- [PROMPT]: Write out the stretch of the visa forum thread from "## nyclon (Apr" through "your US wedding.", copying it word for word.

- [EXTRACT]:

I then heard about a Marriage visitor visa which would enable us to marry in the Uk but I could of sworn I read that the US citizen had to be in the UK for so long prior to the marriage and also for the duration of giving notice at the registry office. So my question here is, has anyone done this and with my partner only having ten days annual leave...how have people managed this?

If we do this route over the K1 are there any pros and cons? I.e can I work sooner when I get to the US? Can I visit the UK easily to visit family say 1-2 times a year without restrictions? Does this process take much longer all in all vs the K1?

The only thing stopping us at the moment is money, I want to have enough to fund getting my stuff over, any time i'll be out of work and money for a deposit on a house. We don't want to struggle but aren't sure how much we really need to do this properly within the next 12-18 months. 

(At the moment we're saving up as we'd like to buy a house as my partner leases at the moment so as an aside if anyone knows of any banks that I can use in the US to get my credit up and savings over down the line i'd appreciate it)


----------



## CurlyGirl (May 29, 2015)

Thanks in advance!xx


----------



## Davis1 (Feb 20, 2009)

<snip>

US Citizen can apply for a special visa to allow a non-citizen (their fiancée) to enter the country in order to get married to a US citizen inside the US.

Once issued, the K1 visa will allow the non-citizen to enter the United States legally, for 90 days in order for the marriage ceremony to take place. Once you marry, the non-citizen can remain in the US and may apply for permanent residence. While USCIS processes the application, the non-citizen can remain in the US legally
The US citizen income must meet the require minimum to fulfill the affidavit of support
currently $19912 for a 2 person household


----------



## CurlyGirl (May 29, 2015)

Davis1 said:


> For a fiancee visa
> US Citizen can apply for a special visa to allow a non-citizen (their fiancée) to enter the country in order to get married to a US citizen inside the US.
> 
> Once issued, the K1 visa will allow the non-citizen to enter the United States legally, for 90 days in order for the marriage ceremony to take place. Once you marry, the non-citizen can remain in the US and may apply for permanent residence. While USCIS processes the application, the non-citizen can remain in the US legally
> ...


Thanks for the reply but we're already quite up on the K1 visa, its the option if we marry in the UK and then apply I was hoping on advice for versus the K1 to weigh up the pros and cons (costs, time apart, travel restrictions, time to be able to work Stateside etc) we have no issue with my partner sponsoring me that end.


----------



## CurlyGirl (May 29, 2015)

> common sense says you marry in the country you intend to live in


Why is that common sense?


----------



## Davis1 (Feb 20, 2009)

because all the records will have the details..... it just eases the formalities 
American workers like to see document they recognize ...after you have sat in a few SSA and IRS offices for hours you get to realize this


----------



## nyclon (Apr 3, 2011)

You might want to consider getting married in the US on a visit visa then returning to the UK while you apply for a visa to live in the US. You could have a blessing ceremony or celebration in the UK at some point after your US wedding.

[Region-labeling records]
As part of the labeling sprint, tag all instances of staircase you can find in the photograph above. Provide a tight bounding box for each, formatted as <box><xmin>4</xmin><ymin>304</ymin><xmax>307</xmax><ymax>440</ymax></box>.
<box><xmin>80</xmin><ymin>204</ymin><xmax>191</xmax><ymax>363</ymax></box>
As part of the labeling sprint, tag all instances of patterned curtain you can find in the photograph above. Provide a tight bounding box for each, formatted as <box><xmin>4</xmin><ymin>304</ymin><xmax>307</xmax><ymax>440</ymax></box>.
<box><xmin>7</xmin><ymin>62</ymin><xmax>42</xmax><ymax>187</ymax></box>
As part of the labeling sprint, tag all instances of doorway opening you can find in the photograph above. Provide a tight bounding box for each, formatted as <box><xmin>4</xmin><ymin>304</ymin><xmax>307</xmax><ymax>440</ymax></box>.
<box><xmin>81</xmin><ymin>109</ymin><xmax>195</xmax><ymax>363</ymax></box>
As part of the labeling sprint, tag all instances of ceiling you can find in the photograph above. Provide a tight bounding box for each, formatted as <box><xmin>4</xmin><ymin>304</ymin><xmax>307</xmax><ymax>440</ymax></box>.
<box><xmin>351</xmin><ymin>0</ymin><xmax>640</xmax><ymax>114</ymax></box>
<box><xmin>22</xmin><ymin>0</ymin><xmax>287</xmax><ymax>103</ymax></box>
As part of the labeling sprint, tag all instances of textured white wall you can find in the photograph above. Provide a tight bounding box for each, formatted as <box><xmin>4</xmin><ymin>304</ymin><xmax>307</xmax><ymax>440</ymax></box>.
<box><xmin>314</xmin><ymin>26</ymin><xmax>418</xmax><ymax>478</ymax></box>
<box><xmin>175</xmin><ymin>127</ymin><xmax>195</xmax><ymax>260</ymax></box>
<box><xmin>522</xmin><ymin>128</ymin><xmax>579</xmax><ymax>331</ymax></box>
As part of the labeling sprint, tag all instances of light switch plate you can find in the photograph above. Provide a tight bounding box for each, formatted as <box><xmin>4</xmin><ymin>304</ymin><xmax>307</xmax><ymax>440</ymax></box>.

- [THE OUTPUT]:
## nyclon (Apr 3, 2011)

You might want to consider getting married in the US on a visit visa then returning to the UK while you apply for a visa to live in the US. You could have a blessing ceremony or celebration in the UK at some point after your US wedding.